═════ SELECTED PASSAGE

Accordingly, some embodiments provide a novel sharding method for
performing health monitoring of resources associated with a GSLB
system (i.e., a system that uses a GSLB deployment like those
described above) and providing an alternate location for accessing
resources in the event of failure.
[0065] The sharding method, in some embodiments, involves
partitioning the responsibility for monitoring the health of
different groups of resources among several DNS servers that
perform DNS services for resources located at several
geographically separate sites in a federation, and selecting
alternate locations for accessing resources based on a client's
geographic or network proximity or steering traffic to a least
loaded location to avoid hot spots.
[0066] FIG. 8 illustrates an example of a GSLB system 800. As
shown, the GSLB system 800 includes a set of controllers 805,
several DNS service engines 810 and several groups 825 of resources
815. The DNS service engines are the DNS servers that perform DNS
operations for (e.g., provide network addresses for domain names
provided by) machines 820 that need to forward data message flows
to the resources 815.
[0067] In some embodiments, the controller set 805 identifies
several groupings 825 of the resources 815, and assigns the health
monitoring of the different groups to different DNS service
engines. For example, the DNS service engine 810a is assigned to
check the health of the resource group 825a, the DNS service engine
810b is assigned to check the health of the resource group 825b,
and the DNS service engine 810c is assigned to check the health of
the resource group 825c. This association is depicted by one set of
dashed lines in FIG. 8. Each of the DNS service engines 810a-810c
is hosted at a respective client site (e.g., client sites 130-134),
according to some embodiments. Also, in some embodiments, the data
streamed between watcher agents at the leader site and respective
client sites (i.e., as described above) includes configuration data
relating to a DNS application hosted by the DNS service
engines.
[0068] The controller set 805 in some embodiments also configures
each particular DNS service engine (1) to send health monitoring
messages to the particular group of resources assigned to the
particular DNS service engine, (2) to generate data by analyzing
responses of the resources to the health monitoring messages, and
(3) to distribute the generated data to the other DNS service
engines. FIG. 8 depicts with another set of dashed lines a control
communication channel between the controller set 805 and the DNS
service engines 810. Through this channel, the controller set
configures the DNS service engines. The DNS service engines in some
embodiments also provide through this channel the data that they
generate based on the responses of the resources to the health
monitoring messages.
[0069] In some embodiments, the resources 815 that are subjects of
the health monitoring are the backend servers that process and
respond to the data message flows from the machines 820. The DNS
service engines 810 in some embodiments receive DNS requests from
the machines 820 for at least one application executed by each of
the backend servers, and in response to the DNS requests, provide
network addresses to access the backend servers.

══════════

▸ COMPLETE THE FOLLOWING
1) Copy the section of the GSLB health monitoring passage above that begins with the words containing "[0065] The sharding" and ends with "avoid hot spots.".
2) Proceed with the passage on GSLB health monitoring, picking up right after its last sentence.

═════ DATA RECORDS

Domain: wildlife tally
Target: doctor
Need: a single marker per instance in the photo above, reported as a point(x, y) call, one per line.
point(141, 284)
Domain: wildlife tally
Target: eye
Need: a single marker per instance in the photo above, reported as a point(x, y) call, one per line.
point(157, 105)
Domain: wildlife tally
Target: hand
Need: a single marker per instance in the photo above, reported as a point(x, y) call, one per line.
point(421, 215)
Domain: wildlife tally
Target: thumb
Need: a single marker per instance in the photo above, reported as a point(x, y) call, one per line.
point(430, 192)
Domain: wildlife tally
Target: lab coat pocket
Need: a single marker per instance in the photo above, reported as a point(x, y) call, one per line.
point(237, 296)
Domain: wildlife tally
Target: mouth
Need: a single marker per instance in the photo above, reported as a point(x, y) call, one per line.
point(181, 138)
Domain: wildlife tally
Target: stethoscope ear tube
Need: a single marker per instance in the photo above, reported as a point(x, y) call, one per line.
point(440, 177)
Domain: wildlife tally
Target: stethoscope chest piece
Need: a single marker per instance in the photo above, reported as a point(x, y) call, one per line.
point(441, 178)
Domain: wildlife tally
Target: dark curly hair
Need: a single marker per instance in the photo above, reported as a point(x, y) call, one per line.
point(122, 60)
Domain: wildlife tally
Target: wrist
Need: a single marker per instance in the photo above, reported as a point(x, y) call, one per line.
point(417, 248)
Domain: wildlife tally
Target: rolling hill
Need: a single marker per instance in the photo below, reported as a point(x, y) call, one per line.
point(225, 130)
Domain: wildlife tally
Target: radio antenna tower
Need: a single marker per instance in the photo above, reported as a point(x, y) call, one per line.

══════════

▸ RESPONSES TO THE TASKS
1)
[0065] The sharding method, in some embodiments, involves
partitioning the responsibility for monitoring the health of
different groups of resources among several DNS servers that
perform DNS services for resources located at several
geographically separate sites in a federation, and selecting
alternate locations for accessing resources based on a client's
geographic or network proximity or steering traffic to a least
loaded location to avoid hot spots.

2)
[0070] The network addresses in some embodiments include different
VIP (Virtual Internet Protocol) addresses that direct the data
message flows to different clusters of load balancers that
distribute the load among the backend servers. Each load balancer
cluster in some embodiments is in the same geographical site as the
set of backend servers to which it forwards data messages. In other
embodiments, the load balancers are the resources that are subject
of the health monitoring. In still other embodiments, the resources
that are subject to the health monitoring include both the load
balancers and the backend servers.
[0071] Different embodiments use different types of health
monitoring messages. Several examples of such messages are
described below including ping messages, TCP messages, UDP
messages, https messages, and http messages. Some of these
health-monitoring messages have formats that allow the load
balancers to respond, while other health-monitoring messages have
formats that require the backend servers to process the messages
and respond. For instance, a load balancer responds to a simple
ping message, while a backend server needs to respond to an https
message directed to a particular function associated with a
particular domain address.
[0072] As mentioned above, each DNS service engine 810 in some
embodiments is configured to analyze responses to the health
monitoring messages that it sends, to generate data based on this
analysis, and to distribute the generated data to the other DNS
service engines. In some embodiments, the generated data is used to
identify a first set of resources that have failed, and/or a second
set of resources that have poor operational performance (e.g., have
operational characteristics that fail to meet desired operational
metrics).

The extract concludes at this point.